Extrait choisi →
____

Comme je l’ai écrit dans mes deux articles précédents la surveillance des activités aériennes à proximité des aérodromes de l'ex-Allemagne de l'Est (R.D.A) était un exercice délicat et à risques. Celle autour des principaux champs de tirs à "vocation Air" l'était tout autant et nécessitait les mêmes précautions à prendre de la part des équipages "Air" des trois Missions ainsi qu'un même jeu subtil avec le tracé des ZIP (Zone Interdite Permanente).

 

Trois noms résonnent certainement encore dans la mémoire notamment des équipages “Air” : Gadow-Rossow... Retzow... Belgern... Trois champs de tir Air-sol (AS) utilisés non seulement par des aéronefs stationnés en RDA mais parfois par des unités aériennes en provenance d'URSS voire d'autres pays du Pacte de Varsovie.

Sur ces polygones de tirs tous types d'armements pouvaient y être observés, comme écrit précédemment, dans des conditions dangereuses et délicates.

____

Enregistrements fournis →
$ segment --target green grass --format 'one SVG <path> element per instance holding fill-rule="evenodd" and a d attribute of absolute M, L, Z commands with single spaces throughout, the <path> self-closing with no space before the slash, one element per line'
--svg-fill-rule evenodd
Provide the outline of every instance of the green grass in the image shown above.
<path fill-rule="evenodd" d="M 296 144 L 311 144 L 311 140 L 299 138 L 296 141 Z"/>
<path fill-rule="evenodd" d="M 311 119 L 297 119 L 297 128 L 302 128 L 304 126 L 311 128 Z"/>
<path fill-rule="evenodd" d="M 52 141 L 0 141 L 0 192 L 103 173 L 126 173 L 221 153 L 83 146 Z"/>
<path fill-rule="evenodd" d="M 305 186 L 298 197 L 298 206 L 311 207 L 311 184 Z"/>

____

Liste des tâches →
1. Imprimez le passage de l'extrait sur la surveillance des champs de tir en RDA compris entre « Trois noms résonnent » et « dangereuses et délicates. », ces deux segments inclus.
2. Disposez l'ensemble des enregistrements en CSV à deux colonnes, intitulées demande et reponse. Chaque demande occupe une ligne avec son texte et sa réponse, chacun dans un champ entre guillemets où les sauts de ligne deviennent des espaces.

Exercice corrigé →
1.
Trois noms résonnent certainement encore dans la mémoire notamment des équipages “Air” : Gadow-Rossow... Retzow... Belgern... Trois champs de tir Air-sol (AS) utilisés non seulement par des aéronefs stationnés en RDA mais parfois par des unités aériennes en provenance d'URSS voire d'autres pays du Pacte de Varsovie.

Sur ces polygones de tirs tous types d'armements pouvaient y être observés, comme écrit précédemment, dans des conditions dangereuses et délicates.

2.
demande,reponse
"$ segment --target green grass --format 'one SVG <path> element per instance holding fill-rule=""evenodd"" and a d attribute of absolute M, L, Z commands with single spaces throughout, the <path> self-closing with no space before the slash, one element per line' --svg-fill-rule evenodd Provide the outline of every instance of the green grass in the image shown above.","<path fill-rule=""evenodd"" d=""M 296 144 L 311 144 L 311 140 L 299 138 L 296 141 Z""/> <path fill-rule=""evenodd"" d=""M 311 119 L 297 119 L 297 128 L 302 128 L 304 126 L 311 128 Z""/> <path fill-rule=""evenodd"" d=""M 52 141 L 0 141 L 0 192 L 103 173 L 126 173 L 221 153 L 83 146 Z""/> <path fill-rule=""evenodd"" d=""M 305 186 L 298 197 L 298 206 L 311 207 L 311 184 Z""/>"